EXERCISE BRIEF: Report each line of the listing below that contains the string "backpack", reproducing every such line in full; the match is case-sensitive.

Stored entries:
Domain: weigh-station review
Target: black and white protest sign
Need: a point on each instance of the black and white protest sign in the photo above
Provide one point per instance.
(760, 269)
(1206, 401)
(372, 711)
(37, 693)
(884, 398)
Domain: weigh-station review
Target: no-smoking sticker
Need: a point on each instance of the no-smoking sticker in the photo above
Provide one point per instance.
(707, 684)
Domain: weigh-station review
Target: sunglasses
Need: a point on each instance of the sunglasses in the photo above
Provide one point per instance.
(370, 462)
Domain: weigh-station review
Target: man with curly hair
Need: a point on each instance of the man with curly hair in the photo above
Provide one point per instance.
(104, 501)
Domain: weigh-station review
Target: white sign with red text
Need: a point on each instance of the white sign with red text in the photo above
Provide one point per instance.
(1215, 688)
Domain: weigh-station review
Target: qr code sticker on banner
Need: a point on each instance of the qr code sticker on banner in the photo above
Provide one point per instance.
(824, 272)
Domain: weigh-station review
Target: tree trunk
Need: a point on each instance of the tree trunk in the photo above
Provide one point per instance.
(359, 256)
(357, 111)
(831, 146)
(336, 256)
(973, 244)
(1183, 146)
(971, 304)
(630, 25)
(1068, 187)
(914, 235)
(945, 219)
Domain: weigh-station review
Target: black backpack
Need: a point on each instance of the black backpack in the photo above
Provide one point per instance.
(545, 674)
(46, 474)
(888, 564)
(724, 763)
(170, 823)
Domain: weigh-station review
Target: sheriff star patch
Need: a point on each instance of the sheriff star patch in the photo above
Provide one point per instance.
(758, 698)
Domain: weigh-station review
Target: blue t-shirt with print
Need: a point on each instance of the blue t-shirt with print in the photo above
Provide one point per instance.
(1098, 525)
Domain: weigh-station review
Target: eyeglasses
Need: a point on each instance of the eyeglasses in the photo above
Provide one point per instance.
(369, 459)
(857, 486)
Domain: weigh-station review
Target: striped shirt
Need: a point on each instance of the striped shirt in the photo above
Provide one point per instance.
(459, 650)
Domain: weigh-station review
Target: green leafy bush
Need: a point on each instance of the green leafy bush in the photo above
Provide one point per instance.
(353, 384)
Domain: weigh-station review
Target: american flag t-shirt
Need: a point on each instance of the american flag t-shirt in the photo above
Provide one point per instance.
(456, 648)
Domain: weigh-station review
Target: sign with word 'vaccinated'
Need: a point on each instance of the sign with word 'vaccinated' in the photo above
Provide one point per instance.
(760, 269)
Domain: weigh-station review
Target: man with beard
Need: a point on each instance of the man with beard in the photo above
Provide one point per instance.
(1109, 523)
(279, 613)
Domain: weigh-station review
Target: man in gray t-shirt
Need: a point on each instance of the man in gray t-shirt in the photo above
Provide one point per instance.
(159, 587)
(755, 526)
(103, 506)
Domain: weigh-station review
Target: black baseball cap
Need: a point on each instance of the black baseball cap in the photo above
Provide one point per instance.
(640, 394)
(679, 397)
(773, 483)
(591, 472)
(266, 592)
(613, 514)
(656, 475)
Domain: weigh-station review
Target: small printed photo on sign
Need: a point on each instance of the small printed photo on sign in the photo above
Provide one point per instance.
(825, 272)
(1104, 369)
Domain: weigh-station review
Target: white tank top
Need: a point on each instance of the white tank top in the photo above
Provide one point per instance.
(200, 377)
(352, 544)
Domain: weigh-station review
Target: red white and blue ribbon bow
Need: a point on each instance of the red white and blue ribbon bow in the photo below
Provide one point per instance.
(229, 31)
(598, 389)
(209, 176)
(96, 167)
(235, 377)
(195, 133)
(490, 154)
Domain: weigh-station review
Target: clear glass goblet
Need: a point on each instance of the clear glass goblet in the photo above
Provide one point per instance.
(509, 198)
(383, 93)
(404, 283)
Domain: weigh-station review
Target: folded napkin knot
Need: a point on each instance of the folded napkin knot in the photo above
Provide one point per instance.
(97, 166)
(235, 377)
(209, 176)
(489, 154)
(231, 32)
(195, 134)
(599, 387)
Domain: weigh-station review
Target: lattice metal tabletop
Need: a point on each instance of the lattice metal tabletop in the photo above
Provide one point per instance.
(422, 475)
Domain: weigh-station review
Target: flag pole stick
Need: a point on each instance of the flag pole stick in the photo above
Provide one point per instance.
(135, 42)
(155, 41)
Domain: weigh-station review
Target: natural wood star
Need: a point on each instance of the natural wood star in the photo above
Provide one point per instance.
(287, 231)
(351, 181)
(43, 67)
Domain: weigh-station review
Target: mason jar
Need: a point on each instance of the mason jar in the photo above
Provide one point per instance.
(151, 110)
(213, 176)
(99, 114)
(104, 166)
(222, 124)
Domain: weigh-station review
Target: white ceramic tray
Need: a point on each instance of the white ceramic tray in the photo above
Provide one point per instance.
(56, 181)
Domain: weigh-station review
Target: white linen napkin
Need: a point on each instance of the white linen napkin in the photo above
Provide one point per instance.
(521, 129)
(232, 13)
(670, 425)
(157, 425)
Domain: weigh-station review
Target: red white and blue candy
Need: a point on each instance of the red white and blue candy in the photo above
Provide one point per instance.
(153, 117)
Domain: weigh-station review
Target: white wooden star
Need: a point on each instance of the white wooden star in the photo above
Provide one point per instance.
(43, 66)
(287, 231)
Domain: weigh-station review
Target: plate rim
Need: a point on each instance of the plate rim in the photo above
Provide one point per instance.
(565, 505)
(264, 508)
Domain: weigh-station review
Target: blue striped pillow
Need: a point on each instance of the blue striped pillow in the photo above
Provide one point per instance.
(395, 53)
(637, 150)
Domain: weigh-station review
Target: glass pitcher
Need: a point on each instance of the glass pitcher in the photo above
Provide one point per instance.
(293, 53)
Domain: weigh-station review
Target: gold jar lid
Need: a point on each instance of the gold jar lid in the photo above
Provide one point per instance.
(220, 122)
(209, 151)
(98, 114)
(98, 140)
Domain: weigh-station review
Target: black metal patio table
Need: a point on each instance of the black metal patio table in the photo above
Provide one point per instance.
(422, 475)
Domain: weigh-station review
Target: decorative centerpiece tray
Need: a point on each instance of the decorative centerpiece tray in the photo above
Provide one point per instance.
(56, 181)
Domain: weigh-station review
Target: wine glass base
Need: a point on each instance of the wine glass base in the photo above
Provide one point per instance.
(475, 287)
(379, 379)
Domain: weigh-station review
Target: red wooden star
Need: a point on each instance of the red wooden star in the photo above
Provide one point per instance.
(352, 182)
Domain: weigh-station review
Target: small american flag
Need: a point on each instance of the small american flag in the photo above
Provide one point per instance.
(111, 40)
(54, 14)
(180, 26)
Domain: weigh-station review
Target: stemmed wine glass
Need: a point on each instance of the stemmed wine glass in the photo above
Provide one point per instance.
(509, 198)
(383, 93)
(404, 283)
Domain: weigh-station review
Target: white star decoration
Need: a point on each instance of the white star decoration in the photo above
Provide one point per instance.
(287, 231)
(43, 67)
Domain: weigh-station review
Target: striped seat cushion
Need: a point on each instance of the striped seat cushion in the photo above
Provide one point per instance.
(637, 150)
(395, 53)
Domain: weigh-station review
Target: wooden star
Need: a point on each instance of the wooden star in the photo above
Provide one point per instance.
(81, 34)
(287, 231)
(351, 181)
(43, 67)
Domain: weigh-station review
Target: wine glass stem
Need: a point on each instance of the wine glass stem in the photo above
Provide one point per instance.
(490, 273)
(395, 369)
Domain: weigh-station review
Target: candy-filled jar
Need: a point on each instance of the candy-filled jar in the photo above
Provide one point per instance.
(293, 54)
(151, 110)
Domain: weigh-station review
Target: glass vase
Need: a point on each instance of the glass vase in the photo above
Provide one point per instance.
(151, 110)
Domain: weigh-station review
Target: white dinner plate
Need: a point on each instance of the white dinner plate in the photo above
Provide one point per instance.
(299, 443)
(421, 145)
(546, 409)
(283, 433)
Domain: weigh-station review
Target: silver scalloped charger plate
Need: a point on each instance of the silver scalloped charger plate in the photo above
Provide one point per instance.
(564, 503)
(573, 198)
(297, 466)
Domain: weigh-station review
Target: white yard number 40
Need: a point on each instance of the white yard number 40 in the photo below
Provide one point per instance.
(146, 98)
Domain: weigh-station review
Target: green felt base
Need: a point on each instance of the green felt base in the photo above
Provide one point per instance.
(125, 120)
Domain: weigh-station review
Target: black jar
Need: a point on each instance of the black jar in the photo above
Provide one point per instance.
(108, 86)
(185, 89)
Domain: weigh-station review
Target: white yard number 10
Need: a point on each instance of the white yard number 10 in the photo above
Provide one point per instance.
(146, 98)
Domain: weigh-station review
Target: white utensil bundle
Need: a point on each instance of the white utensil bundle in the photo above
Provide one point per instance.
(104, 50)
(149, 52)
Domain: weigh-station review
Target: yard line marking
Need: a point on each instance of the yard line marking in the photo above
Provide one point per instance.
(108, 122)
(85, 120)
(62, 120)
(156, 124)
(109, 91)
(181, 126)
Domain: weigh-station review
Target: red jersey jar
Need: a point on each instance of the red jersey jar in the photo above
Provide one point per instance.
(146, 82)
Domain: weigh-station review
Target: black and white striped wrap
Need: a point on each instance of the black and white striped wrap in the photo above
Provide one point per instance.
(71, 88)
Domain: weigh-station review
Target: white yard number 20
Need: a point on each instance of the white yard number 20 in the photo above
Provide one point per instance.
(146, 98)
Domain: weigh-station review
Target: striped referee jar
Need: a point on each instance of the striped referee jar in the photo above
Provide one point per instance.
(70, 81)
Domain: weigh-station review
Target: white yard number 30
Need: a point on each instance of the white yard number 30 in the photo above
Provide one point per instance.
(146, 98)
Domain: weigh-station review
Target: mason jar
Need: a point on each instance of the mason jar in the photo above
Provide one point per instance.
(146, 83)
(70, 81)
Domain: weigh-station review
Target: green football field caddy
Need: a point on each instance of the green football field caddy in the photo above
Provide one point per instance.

ANSWER TO THIS PROBLEM:
Target: black backpack
Need: a point on each instance of the black backpack in the photo above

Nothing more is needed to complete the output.